• What you need to do: Update the records below by swapping "nesting-site count" for "habitat survey" wherever it occurs, keeping every other line unchanged.

• Listed entries:

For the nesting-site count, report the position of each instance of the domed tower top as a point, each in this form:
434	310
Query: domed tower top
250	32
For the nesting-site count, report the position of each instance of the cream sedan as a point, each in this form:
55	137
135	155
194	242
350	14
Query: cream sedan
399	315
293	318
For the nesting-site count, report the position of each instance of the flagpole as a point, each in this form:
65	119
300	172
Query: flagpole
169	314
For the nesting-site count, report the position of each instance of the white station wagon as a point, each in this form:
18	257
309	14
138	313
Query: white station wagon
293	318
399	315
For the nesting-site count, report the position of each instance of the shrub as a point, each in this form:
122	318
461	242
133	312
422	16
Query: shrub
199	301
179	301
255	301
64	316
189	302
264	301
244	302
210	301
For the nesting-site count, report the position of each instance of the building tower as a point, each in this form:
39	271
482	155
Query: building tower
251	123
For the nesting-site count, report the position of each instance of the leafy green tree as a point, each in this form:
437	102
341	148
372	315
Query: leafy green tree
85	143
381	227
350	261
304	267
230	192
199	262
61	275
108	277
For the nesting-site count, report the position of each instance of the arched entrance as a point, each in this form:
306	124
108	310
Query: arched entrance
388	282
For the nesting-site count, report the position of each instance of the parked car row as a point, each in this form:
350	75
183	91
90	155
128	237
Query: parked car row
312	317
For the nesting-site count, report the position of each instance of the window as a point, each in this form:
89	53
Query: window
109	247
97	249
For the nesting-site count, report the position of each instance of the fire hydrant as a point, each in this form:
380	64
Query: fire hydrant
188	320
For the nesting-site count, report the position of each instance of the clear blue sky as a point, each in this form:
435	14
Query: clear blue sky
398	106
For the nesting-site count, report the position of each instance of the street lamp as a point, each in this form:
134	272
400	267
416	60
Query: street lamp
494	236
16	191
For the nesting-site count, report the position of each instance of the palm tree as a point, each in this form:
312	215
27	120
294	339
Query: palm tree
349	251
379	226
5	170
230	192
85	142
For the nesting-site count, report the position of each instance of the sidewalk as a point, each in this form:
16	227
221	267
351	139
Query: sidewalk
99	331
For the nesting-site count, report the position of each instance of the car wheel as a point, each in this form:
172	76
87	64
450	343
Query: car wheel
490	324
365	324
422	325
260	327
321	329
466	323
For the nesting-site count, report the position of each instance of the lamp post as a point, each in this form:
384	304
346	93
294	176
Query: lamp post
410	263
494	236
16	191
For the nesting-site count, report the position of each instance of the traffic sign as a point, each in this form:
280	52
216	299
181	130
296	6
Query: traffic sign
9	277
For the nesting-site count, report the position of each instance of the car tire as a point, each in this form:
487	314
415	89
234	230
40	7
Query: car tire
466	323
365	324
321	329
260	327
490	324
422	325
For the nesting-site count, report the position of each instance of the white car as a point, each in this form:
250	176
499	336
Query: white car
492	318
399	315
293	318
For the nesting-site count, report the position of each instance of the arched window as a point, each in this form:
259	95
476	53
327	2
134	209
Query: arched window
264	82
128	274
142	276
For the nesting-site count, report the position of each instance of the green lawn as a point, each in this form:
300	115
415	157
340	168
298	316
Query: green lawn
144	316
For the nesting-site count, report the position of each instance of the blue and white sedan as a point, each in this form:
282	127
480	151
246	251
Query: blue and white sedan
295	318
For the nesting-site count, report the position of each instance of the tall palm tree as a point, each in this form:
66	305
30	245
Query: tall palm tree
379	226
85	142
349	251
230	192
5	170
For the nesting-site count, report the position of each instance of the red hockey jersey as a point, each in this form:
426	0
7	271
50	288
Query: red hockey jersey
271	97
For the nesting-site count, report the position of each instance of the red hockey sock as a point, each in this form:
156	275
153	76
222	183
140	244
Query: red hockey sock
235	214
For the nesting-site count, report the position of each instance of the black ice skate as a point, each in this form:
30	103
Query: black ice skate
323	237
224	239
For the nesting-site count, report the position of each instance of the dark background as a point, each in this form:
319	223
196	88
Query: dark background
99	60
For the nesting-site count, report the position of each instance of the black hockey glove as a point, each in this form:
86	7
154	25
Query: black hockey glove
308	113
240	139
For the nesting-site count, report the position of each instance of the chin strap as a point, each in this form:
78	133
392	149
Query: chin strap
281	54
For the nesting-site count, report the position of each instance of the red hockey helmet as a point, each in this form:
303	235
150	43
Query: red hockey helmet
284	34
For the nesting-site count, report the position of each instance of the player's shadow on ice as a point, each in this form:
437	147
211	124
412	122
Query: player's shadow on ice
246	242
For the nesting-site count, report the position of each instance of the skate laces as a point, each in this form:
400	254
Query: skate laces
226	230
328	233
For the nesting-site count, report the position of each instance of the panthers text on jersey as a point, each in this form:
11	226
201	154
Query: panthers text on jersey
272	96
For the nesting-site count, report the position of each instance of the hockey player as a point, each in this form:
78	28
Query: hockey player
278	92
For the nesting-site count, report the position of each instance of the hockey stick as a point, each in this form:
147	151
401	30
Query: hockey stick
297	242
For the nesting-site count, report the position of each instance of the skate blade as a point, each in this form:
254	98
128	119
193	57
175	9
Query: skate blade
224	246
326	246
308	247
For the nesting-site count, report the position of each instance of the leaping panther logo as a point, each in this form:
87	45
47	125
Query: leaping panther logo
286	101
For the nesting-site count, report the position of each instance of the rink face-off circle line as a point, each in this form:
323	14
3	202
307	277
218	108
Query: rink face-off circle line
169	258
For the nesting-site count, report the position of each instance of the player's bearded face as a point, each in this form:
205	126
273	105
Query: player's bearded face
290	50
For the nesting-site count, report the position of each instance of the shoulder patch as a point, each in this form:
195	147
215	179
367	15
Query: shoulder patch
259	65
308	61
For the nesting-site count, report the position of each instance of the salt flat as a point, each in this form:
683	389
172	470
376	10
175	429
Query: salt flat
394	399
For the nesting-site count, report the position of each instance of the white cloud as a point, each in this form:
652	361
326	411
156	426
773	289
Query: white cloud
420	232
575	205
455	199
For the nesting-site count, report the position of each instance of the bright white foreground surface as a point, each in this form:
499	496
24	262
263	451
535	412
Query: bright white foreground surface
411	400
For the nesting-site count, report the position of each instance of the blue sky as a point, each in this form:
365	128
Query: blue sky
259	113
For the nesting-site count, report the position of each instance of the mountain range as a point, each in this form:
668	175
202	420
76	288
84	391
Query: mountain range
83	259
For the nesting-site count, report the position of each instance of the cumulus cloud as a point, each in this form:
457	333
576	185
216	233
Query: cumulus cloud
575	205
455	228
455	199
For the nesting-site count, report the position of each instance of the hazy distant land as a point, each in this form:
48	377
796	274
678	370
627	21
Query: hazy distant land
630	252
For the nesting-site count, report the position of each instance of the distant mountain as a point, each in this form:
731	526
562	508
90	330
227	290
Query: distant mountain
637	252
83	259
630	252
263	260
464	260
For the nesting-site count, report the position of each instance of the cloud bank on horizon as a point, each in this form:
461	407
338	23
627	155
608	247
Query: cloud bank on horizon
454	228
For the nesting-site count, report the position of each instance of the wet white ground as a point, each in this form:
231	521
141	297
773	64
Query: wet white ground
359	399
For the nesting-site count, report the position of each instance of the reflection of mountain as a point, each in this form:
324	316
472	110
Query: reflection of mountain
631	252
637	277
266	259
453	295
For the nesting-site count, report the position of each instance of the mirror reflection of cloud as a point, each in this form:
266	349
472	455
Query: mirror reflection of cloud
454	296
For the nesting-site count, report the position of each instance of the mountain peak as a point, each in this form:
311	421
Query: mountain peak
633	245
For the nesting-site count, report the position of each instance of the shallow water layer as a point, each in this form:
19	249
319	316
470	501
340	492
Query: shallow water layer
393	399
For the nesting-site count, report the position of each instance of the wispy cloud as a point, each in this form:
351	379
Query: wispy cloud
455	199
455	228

• Written answer:
For the habitat survey, report the position of each instance of the domed tower top as a point, each in this form:
434	310
Query: domed tower top
250	32
For the habitat survey, report the position of each instance of the cream sedan as a point, each in this form:
55	137
135	155
194	242
350	14
Query: cream sedan
399	315
293	318
For the habitat survey, report the position of each instance of the flagpole as a point, each in this form:
65	119
300	172
Query: flagpole
169	314
For the habitat survey, report the position of each instance of the white station wagon as a point, each in this form:
18	257
309	14
138	313
Query: white station wagon
293	318
399	315
For the habitat survey, report the position of each instance of the shrub as a point, each in this form:
122	318
461	242
133	312
422	16
Query: shrub
199	301
179	301
255	301
64	316
189	302
264	301
244	302
210	301
For the habitat survey, report the position of each instance of the building tower as a point, each in this form:
39	271
482	155
Query: building tower
251	123
For the habitat survey, report the position of each instance of the leafy green tree as a point, each in this form:
437	102
341	148
372	315
Query: leafy green tree
85	143
381	227
350	261
304	267
230	192
199	262
61	275
108	277
For the habitat survey, report the position of each instance of the arched entrance as a point, each in this form:
306	124
108	310
Query: arched entrance
388	282
For the habitat survey, report the position of each instance of the parked car row as a point, each in this form:
350	75
183	91
90	155
128	237
Query: parked car row
312	317
For the habitat survey, report the position of each instance of the window as a point, each in this form:
89	53
Query: window
109	247
97	249
For the habitat survey, report the position of each instance of the fire hydrant as a point, each in this form:
380	64
Query: fire hydrant
188	320
For the habitat survey, report the position of each instance of the clear blue sky as a point, each in this form:
435	14
Query: clear blue sky
398	106
For the habitat survey, report the position of each instance of the street lamp as a point, each in this form:
134	272
400	267
416	60
Query: street lamp
494	236
16	191
For the habitat survey, report the position of each instance of the palm tree as a point, each in this form:
312	215
27	120
294	339
Query: palm tree
349	251
379	226
5	170
230	192
85	142
For the habitat survey, report the position of each instance of the sidewalk as a point, each in this form:
16	227
221	267
351	139
Query: sidewalk
99	331
For the habitat survey, report the position of each instance of the car wheel as a point, each in this form:
172	76
87	64
450	343
Query: car wheel
490	324
365	324
422	325
260	327
321	329
466	323
For the habitat survey, report the position of each instance of the lamp post as a point, each in this form:
384	304
346	93
294	176
Query: lamp post
410	263
494	236
16	191
For the habitat survey, report the position of each instance of the traffic sign as a point, each in this form:
280	52
216	299
181	130
296	6
Query: traffic sign
9	277
For the habitat survey, report the position of each instance of the car tire as a point, each in this form:
487	314
415	89
234	230
40	7
Query: car tire
466	323
365	324
321	329
260	327
490	324
422	325
For the habitat survey, report the position of each instance of the white car as a point, each in this form:
250	176
499	336
Query: white car
492	318
399	315
293	318
For the habitat survey, report the position of each instance of the arched window as a point, each in this form:
259	95
476	53
327	2
134	209
Query: arched window
264	82
128	274
142	276
For the habitat survey, report the position of each instance of the green lawn as a point, each in this form:
300	115
415	157
340	168
298	316
Query: green lawn
144	316
For the habitat survey, report the position of each instance of the blue and white sedan as a point, each in this form:
282	127
480	151
246	251
Query: blue and white sedan
295	318
For the habitat survey, report the position of each instance of the tall palm tree as a point, each in this form:
66	305
30	245
Query: tall palm tree
379	226
85	142
349	251
230	192
5	170
For the habitat survey, report the position of each instance of the red hockey jersey as a point, each in this form:
426	0
7	271
50	288
Query: red hockey jersey
271	97
For the habitat survey, report the position of each instance of the red hockey sock as a point, each in this form:
156	275
153	76
222	183
140	244
Query: red hockey sock
235	214
For the habitat survey, report the position of each instance of the black ice skate as a point, each in this form:
30	103
Query: black ice skate
323	237
224	239
For the habitat survey, report the position of each instance of the dark background as a point, each in this form:
319	223
196	88
Query: dark background
99	60
For the habitat survey, report the position of each instance of the black hockey glove as a point, each in this form:
86	7
154	25
Query: black hockey glove
308	113
240	139
For the habitat survey, report the position of each instance of the chin strap as a point, each in this form:
78	133
392	149
Query: chin strap
281	54
For the habitat survey, report the position of each instance of the red hockey helmet as a point, each in this form:
303	235
150	43
Query: red hockey helmet
284	34
For the habitat survey, report the position of each instance of the player's shadow on ice as a point, each in this form:
437	147
211	124
412	122
Query: player's shadow on ice
246	242
For the habitat survey, report the position of each instance of the skate laces as a point, each in this form:
400	254
Query: skate laces
226	230
328	233
For the habitat survey, report the position of each instance of the panthers text on jersey as a point, each in this form:
11	226
201	154
Query: panthers text on jersey
272	96
For the habitat survey, report the position of each instance of the hockey player as a point, each in this form:
78	28
Query: hockey player
278	92
For the habitat survey, report the position of each instance of the hockey stick as a point, each in this form:
147	151
401	30
Query: hockey stick
297	242
For the habitat survey, report the position of each instance of the skate blade as a point, each in this form:
254	98
128	119
193	57
175	9
Query: skate blade
224	246
326	246
308	247
For the habitat survey, report the position of each instance of the leaping panther logo as a point, each in this form:
87	45
47	125
Query: leaping panther logo
286	101
For the habitat survey, report the position of each instance of the rink face-off circle line as a point, each in this form:
323	14
3	202
307	277
218	108
Query: rink face-off circle line
169	258
For the habitat survey, report the position of each instance of the player's bearded face as a point, each in this form:
205	126
273	105
Query: player's bearded face
290	50
For the habitat survey, report the position of each instance of the shoulder patch as a point, each in this form:
195	147
215	179
367	15
Query: shoulder patch
259	65
308	61
For the habitat survey, report the position of each instance of the salt flat as a point, each in this form:
683	389
172	470
376	10
175	429
Query: salt flat
394	399
For the habitat survey, report the position of each instance of the white cloud as a point, each in this form:
652	361
326	411
156	426
773	289
Query: white cloud
420	232
575	205
455	199
For the habitat survey, report the position of each instance of the bright white foreground surface as a point, each in this form:
499	496
24	262
263	451
535	412
Query: bright white foreground surface
411	400
For the habitat survey, report the position of each instance of the blue sky as a point, each in this form:
365	128
Query: blue sky
259	113
For the habitat survey, report the position of each instance of the mountain range as a point, each in this form:
668	175
202	420
76	288
84	391
Query: mountain range
83	259
For the habitat survey, report the position of each instance of the cumulus cloud as a point, each in this form:
457	333
576	185
216	233
Query: cumulus cloud
575	205
455	228
455	199
For the habitat survey, report the position of each instance of the hazy distant land as a point, each in this form:
48	377
796	274
678	370
627	21
Query: hazy distant land
630	252
For the habitat survey, report the position of each instance of the distant mountain as a point, each in this form:
731	526
562	508
90	330
227	290
Query: distant mountain
637	252
83	259
630	252
263	260
464	260
For the habitat survey, report the position of each instance of the cloud bank on horizon as a point, each in this form:
461	407
338	23
627	155
608	247
Query: cloud bank on horizon
454	228
For the habitat survey, report the position of each instance of the wet white ground as a point, each in this form:
231	521
141	297
773	64
Query: wet white ground
359	399
For the habitat survey, report the position of each instance of the reflection of mountain as a point, each in this form:
324	316
472	110
Query: reflection of mountain
631	252
637	277
266	259
453	295
For the habitat survey, report the position of each instance of the mirror reflection of cloud as a point, each in this form:
266	349
472	455
Query: mirror reflection of cloud
454	296
For the habitat survey, report the position of each instance of the mountain peak as a point, each in this form:
311	421
Query: mountain peak
633	245
For the habitat survey, report the position of each instance of the shallow water layer as a point, each in this form:
19	249
319	316
470	501
340	492
Query: shallow water layer
393	399
For the habitat survey, report the position of each instance of the wispy cloud as a point, each in this form:
351	379
Query: wispy cloud
455	199
455	228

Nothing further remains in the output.